===== Quoted text =====

In-App Purchasing Scams in the App Store

Apple’s App Store isn’t free from scams, either. John Koetsier, writing for Forbes:

I tried it myself, and the flow is very clear:

  1. Download the app
  2. Open it
  3. Click the big “Start” button (this has small, hard-to-read pricing information, but even though I was testing the app and forewarned, I missed it)
  4. Instantly be taken to an Apple payments confirmation screen: free for three days, and then $3.99/week in perpetuity.

The flow is smart and sneaky. It’s carefully designed to have you “agree” to the charges without having any intention of paying

“Users open the app and quickly tap a ‘Start’ button or ‘Continue’ button on the first page,” she told me via email. “Unfortunately this loads the Apple payment prompt instead of starting the free app as most users would expect. Users then panic and press the home screen to exit the app — unfortunately on fingerprint devices this makes payment or signs up for the free trial.”

Needless to say, $4/week for a very, very, very simple barcode-scanning device is completely ridiculous. $156/year borders on criminal.

===== Data segment =====

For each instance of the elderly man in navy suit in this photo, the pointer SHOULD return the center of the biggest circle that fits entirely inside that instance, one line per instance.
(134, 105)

=====

**Written instruction 1:**
In the piece on App Store purchasing scams, what terms does the Apple payments confirmation screen show?
**Written instruction 2:**
List each step of the flow described in the App Store scam piece.
**Written instruction 3:**
Extend the piece on App Store purchasing scams beyond its last sentence.

**Expected answer 1:**
Free for three days, and then $3.99/week in perpetuity.

**Expected answer 2:**
1. Download the app
2. Open it
3. Click the big "Start" button
4. Instantly be taken to an Apple payments confirmation screen

**Expected answer 3:**
Apple has since pulled most of these apps from the App Store, but how did they get there in the first place? I can see how a new app with a malicious IAP scam might slip through review, but once an app is generating tens of thousands of dollars a month, it ought to get a thorough review from the App Store.

The scam outlined above is admittedly pretty clever. I’d never really thought about it before, but the fact that the home button on Touch ID devices serves both as the “Yes I really do want to authorize this payment” verification and the “Get me out of this app and back to the home screen” escape hatch makes it ripe for abuse like this. Face ID doesn’t make X-class iPhones immune from scams, but the requirement that you double-click the side button to verify a payment means you can’t be tricked into doing it inadvertently.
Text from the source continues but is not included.